Objective
Your task is to repeat the entries word for word while leaving out the pictures.

Segmentation dataset excerpts
=-=-=-=-=

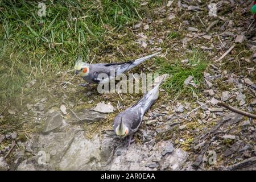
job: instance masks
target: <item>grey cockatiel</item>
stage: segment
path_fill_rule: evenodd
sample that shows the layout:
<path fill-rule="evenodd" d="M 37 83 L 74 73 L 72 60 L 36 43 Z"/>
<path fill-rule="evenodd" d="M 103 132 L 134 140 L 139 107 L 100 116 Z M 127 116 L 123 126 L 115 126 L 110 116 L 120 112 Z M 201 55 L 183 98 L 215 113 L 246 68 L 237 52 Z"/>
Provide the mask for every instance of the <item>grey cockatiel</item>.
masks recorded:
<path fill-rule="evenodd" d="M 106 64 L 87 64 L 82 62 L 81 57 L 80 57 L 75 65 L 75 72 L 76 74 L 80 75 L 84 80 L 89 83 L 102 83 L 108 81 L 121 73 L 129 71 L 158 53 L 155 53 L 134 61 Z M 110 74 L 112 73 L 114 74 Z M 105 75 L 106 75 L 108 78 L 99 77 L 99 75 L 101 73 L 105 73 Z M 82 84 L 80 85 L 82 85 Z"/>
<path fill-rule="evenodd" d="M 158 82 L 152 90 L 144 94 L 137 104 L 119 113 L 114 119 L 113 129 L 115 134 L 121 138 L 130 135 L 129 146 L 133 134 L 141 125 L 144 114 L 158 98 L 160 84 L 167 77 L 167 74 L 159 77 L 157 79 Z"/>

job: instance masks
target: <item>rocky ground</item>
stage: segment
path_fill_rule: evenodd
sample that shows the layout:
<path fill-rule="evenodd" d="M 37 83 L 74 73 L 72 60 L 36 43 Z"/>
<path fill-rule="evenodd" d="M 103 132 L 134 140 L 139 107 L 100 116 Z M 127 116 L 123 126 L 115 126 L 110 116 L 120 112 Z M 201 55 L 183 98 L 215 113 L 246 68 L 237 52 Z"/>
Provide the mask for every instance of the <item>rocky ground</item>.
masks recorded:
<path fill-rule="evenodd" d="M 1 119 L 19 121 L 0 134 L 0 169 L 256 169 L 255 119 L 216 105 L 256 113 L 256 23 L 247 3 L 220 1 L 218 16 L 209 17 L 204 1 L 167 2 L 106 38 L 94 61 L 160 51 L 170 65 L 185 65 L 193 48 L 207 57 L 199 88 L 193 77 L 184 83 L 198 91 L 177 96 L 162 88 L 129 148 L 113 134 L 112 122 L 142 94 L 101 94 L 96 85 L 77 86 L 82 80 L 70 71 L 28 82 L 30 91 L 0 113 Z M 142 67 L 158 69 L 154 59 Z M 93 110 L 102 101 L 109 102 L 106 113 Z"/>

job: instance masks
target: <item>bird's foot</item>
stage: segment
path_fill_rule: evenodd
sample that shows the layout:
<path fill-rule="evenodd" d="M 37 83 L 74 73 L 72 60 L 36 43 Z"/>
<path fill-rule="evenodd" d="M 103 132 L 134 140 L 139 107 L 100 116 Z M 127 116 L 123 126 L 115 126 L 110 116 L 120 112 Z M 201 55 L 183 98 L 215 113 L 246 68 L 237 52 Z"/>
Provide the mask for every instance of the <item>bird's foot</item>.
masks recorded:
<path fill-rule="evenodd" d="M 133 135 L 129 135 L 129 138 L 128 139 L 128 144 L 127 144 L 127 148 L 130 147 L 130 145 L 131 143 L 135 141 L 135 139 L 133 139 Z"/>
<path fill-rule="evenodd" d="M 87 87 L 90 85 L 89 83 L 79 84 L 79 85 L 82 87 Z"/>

=-=-=-=-=

Written solution
job: instance masks
target: <item>grey cockatiel</item>
stage: segment
path_fill_rule: evenodd
sample that shows the layout:
<path fill-rule="evenodd" d="M 37 83 L 74 73 L 72 60 L 36 43 Z"/>
<path fill-rule="evenodd" d="M 103 132 L 134 140 L 139 107 L 100 116 Z M 127 116 L 123 126 L 115 126 L 110 116 L 120 112 Z M 201 55 L 183 98 L 215 113 L 246 68 L 237 52 Z"/>
Provide the mask for every instance of the <item>grey cockatiel</item>.
masks recorded:
<path fill-rule="evenodd" d="M 106 64 L 87 64 L 82 62 L 81 57 L 80 57 L 75 65 L 75 72 L 76 74 L 80 75 L 84 80 L 89 83 L 102 83 L 108 81 L 121 73 L 129 71 L 158 53 L 155 53 L 134 61 Z M 110 74 L 112 73 L 114 74 Z M 105 75 L 106 75 L 108 78 L 99 77 L 99 75 L 101 73 L 105 73 Z M 82 84 L 80 85 L 82 85 Z"/>
<path fill-rule="evenodd" d="M 158 82 L 152 90 L 144 94 L 137 104 L 119 113 L 114 119 L 113 129 L 115 134 L 121 138 L 130 135 L 129 146 L 133 134 L 141 125 L 144 114 L 158 98 L 160 84 L 167 77 L 167 74 L 159 77 L 157 79 Z"/>

job: instance masks
target: <item>rocky ground</item>
stage: segment
path_fill_rule: evenodd
sample that shows the layout:
<path fill-rule="evenodd" d="M 37 83 L 74 73 L 72 60 L 36 43 Z"/>
<path fill-rule="evenodd" d="M 103 132 L 134 140 L 139 107 L 100 116 Z M 127 116 L 123 126 L 115 126 L 110 116 L 120 112 Z M 201 55 L 183 98 L 215 113 L 246 68 L 237 52 Z"/>
Provide the mask for every instance of the <item>rocky ground</item>.
masks recorded:
<path fill-rule="evenodd" d="M 1 119 L 19 121 L 0 134 L 0 169 L 256 169 L 255 119 L 216 105 L 256 113 L 256 23 L 247 3 L 220 1 L 218 16 L 209 17 L 204 1 L 167 2 L 106 38 L 94 61 L 160 51 L 170 65 L 185 65 L 193 48 L 207 57 L 199 88 L 193 77 L 184 83 L 198 91 L 177 96 L 162 88 L 129 148 L 113 134 L 112 122 L 142 94 L 101 94 L 96 85 L 77 86 L 82 80 L 70 71 L 28 82 L 30 91 L 0 113 Z M 142 67 L 158 69 L 154 59 Z M 93 110 L 102 101 L 109 102 L 106 113 Z"/>

job: instance masks
target: <item>bird's foot</item>
stage: segment
path_fill_rule: evenodd
sample that shows the layout:
<path fill-rule="evenodd" d="M 37 83 L 74 73 L 72 60 L 36 43 Z"/>
<path fill-rule="evenodd" d="M 103 132 L 134 140 L 139 107 L 100 116 Z M 127 116 L 123 126 L 115 126 L 110 116 L 120 112 Z M 201 55 L 183 98 L 215 113 L 246 68 L 237 52 Z"/>
Provide the mask for every instance of the <item>bird's foot</item>.
masks recorded:
<path fill-rule="evenodd" d="M 133 135 L 129 135 L 129 138 L 128 139 L 128 144 L 127 144 L 127 148 L 130 147 L 130 145 L 131 143 L 135 141 L 135 139 L 133 139 Z"/>
<path fill-rule="evenodd" d="M 87 87 L 90 85 L 89 83 L 79 84 L 79 85 L 82 87 Z"/>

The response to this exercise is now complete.